¿Puedes reproducir de forma literal el fragmento del texto extraído que va desde "La Conferencia de" hasta "National Catholic Reporter."?

• [Texto extraído]:
╭──

Observadores, sondeos y medios han quedado simplemente barridos por las urnas. Y este mundo nuestro a la búsqueda de un alma descubre que no hace pie. Estados Unidos tiene una ventaja y es que, a pesar de todo, tiene una historia y una Constitución capaces de unir a sus ciudadanos por encima de la raza, la religión, sus diferencias, pero Europa avanza cada vez más hacia una fragmentación egoísta, nacionalista, sin un liderazgo capaz de cohesionarla y devolverle su identidad.

En Estados Unidos, los católicos también se han dividido a partes iguales entre republicanos y demócratas, pero tanto unos como otros coinciden en agendas comunes en el ámbito de lo social. Es ahí donde podrían irse cosiendo las heridas de una campaña diabólica e ir sanando a la sociedad. Esa es, sin duda, una tarea que habría que acelerar.

La Conferencia de Obispos de Estados Unidos se reunirá la próxima semana en Baltimore para elegir el nuevo equipo directivo del episcopado, hasta el momento tan dividido como el resto del país. Muchos se resisten a las iniciativas del papa Francisco y viven parapetados en una especie de búnker cultural que les reduce a simples agentes políticos. "En lugar de sanar heridas y anunciar un camino de justicia, los obispos no han llegado a un consenso entre ellos sobre cómo avanzar en la unidad", sentenciaba hace unos días el progresista periódico católico National Catholic Reporter.

╰──

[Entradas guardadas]
╭──

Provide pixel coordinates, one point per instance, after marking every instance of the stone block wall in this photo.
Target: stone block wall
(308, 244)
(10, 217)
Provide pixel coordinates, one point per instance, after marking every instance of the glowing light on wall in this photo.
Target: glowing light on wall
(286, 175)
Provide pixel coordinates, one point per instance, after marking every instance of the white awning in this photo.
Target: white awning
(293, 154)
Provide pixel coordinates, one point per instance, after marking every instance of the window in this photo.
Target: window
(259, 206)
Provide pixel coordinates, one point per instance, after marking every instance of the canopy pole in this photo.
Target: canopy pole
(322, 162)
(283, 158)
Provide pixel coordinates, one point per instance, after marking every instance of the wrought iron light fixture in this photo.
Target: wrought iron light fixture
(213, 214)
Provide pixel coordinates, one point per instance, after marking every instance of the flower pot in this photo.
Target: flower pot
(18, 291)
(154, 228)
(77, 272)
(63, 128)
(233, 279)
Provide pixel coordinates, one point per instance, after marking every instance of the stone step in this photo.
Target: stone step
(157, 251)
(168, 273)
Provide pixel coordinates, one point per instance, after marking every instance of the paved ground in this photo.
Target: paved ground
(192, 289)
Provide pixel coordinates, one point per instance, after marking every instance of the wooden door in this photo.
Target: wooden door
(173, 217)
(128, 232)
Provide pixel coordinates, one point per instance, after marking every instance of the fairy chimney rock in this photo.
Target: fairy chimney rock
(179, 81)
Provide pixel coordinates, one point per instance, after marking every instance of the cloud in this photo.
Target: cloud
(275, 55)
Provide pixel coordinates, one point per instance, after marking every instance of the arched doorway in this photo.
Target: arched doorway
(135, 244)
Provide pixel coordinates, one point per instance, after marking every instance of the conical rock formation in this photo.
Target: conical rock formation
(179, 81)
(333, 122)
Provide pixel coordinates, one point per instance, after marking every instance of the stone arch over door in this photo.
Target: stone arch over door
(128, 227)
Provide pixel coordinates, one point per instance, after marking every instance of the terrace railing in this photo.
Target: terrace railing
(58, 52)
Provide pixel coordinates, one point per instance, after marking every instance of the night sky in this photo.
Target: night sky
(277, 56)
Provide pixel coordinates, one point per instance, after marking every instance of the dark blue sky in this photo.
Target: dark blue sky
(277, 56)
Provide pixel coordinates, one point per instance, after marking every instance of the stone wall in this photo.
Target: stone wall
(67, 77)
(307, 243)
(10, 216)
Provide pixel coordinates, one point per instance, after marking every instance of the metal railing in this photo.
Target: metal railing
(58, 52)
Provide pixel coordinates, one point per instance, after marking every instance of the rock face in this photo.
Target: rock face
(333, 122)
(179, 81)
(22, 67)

╰──

• [Resultado del ejercicio]:
La Conferencia de Obispos de Estados Unidos se reunirá la próxima semana en Baltimore para elegir el nuevo equipo directivo del episcopado, hasta el momento tan dividido como el resto del país. Muchos se resisten a las iniciativas del papa Francisco y viven parapetados en una especie de búnker cultural que les reduce a simples agentes políticos. "En lugar de sanar heridas y anunciar un camino de justicia, los obispos no han llegado a un consenso entre ellos sobre cómo avanzar en la unidad", sentenciaba hace unos días el progresista periódico católico National Catholic Reporter.